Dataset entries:
________________________________________

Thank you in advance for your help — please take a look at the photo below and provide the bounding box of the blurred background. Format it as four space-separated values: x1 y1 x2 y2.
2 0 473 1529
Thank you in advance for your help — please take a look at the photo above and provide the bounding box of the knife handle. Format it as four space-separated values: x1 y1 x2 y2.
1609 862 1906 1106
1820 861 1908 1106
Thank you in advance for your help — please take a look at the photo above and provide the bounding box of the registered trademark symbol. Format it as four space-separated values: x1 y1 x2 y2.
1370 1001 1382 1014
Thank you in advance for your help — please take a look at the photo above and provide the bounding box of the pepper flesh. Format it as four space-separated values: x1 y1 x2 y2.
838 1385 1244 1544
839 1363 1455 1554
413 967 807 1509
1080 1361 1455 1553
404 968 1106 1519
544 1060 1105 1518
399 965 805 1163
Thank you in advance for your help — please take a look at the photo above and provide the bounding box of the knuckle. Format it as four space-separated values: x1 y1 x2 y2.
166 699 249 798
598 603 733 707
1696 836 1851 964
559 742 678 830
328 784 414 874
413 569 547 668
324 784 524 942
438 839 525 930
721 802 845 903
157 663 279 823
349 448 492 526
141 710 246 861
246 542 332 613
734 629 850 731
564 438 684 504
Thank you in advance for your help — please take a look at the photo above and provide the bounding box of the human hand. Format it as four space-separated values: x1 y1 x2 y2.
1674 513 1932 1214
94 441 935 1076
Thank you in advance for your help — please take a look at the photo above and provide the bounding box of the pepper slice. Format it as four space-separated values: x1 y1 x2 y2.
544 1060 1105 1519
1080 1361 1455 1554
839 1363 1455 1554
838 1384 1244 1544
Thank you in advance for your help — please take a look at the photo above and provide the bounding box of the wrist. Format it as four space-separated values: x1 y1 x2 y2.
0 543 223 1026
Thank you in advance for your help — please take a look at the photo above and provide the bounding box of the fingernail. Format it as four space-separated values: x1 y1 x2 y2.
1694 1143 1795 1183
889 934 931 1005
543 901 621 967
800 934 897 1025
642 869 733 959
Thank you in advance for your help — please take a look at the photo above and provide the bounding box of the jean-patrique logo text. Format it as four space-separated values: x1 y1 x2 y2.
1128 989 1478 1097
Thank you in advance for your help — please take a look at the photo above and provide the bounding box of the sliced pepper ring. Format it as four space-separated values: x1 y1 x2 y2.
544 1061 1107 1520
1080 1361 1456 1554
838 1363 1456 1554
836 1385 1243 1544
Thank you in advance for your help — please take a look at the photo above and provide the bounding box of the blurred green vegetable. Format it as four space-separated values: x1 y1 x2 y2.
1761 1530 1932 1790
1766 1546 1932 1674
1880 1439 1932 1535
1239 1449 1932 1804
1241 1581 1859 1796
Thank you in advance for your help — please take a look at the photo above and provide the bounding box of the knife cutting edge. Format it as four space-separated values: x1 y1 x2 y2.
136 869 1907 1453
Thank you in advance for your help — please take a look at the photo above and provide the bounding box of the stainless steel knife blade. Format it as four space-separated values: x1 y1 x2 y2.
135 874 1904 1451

________________________________________

Assignment: The response has to give back every record verbatim.

Written solution:
Thank you in advance for your help — please take a look at the photo below and provide the bounding box of the blurred background. Format it as four space-separated values: x1 y1 x2 y2.
2 0 473 1529
Thank you in advance for your help — please take a look at the photo above and provide the bounding box of the knife handle. Format it as four space-separated values: x1 y1 x2 y2.
1609 862 1906 1106
1820 861 1908 1106
Thank you in advance for your help — please take a look at the photo above and provide the bounding box of the registered trademark symbol. Format it as four space-separated values: x1 y1 x2 y2.
1370 1001 1382 1014
Thank you in advance for your help — please take a look at the photo above and provide the bounding box of the pepper flesh. Format it as four space-separated values: x1 y1 x2 y2.
838 1385 1244 1544
839 1363 1455 1554
413 967 807 1509
1080 1361 1455 1553
404 968 1106 1519
544 1060 1105 1518
399 965 805 1163
Thank you in advance for your help — please take a look at the photo above and provide the bounding box of the knuckle. Format it as four space-separated values: x1 y1 x2 y2.
166 699 249 798
598 603 733 707
1696 836 1851 964
559 742 678 830
328 784 414 874
413 569 547 668
324 784 524 942
438 839 525 930
721 802 845 903
157 663 279 823
349 448 492 526
141 710 246 861
246 542 332 613
734 629 850 731
564 438 684 504
Thank you in advance for your help — please take a look at the photo above and provide the bounding box of the human hand. Format it as four space-separated values: x1 y1 x2 y2.
1674 513 1932 1214
94 441 935 1076
Thank you in advance for your help — please take a look at the photo above and provide the bounding box of the pepper slice. Format it as four space-separated values: x1 y1 x2 y2.
544 1060 1105 1519
1080 1361 1455 1554
839 1363 1455 1554
838 1384 1244 1544
Thank you in advance for your help — please take a look at the photo above and provide the bounding box of the wrist. Format it as four space-separated values: x1 y1 x2 y2.
0 543 223 1026
Thank you in advance for your help — please take a look at the photo above and provide the bounding box of the fingernail. Format it as four space-separated values: x1 y1 x2 y2.
1694 1143 1795 1183
889 934 931 1005
543 901 621 967
800 934 897 1025
642 869 733 959
Thank you in advance for your help — please take a look at the photo above and provide the bounding box of the jean-patrique logo text. Format it as four space-separated values: x1 y1 x2 y2.
1128 989 1478 1097
Thank you in advance for your help — please take a look at the photo above and provide the bounding box of the sliced pepper ring. Format it as four space-separated values: x1 y1 x2 y2.
544 1061 1107 1520
1080 1361 1456 1554
838 1363 1456 1554
836 1385 1243 1544
Thank you in advance for your help — please take a look at the photo above and provide the bounding box of the blurred green vegetable. Format it as four space-separated values: x1 y1 x2 y2.
1761 1530 1932 1790
1766 1546 1932 1674
1880 1439 1932 1535
1239 1449 1932 1804
1241 1581 1859 1796
Thank you in advance for your help — please take a look at the photo above and provide the bounding box of the knife cutting edge. Format it as four space-separated values: x1 y1 x2 y2.
136 869 1907 1453
Thank you in advance for your help — please take a look at the photo above and provide the bounding box of the stainless steel knife blade. Format it as four space-separated values: x1 y1 x2 y2.
135 874 1904 1451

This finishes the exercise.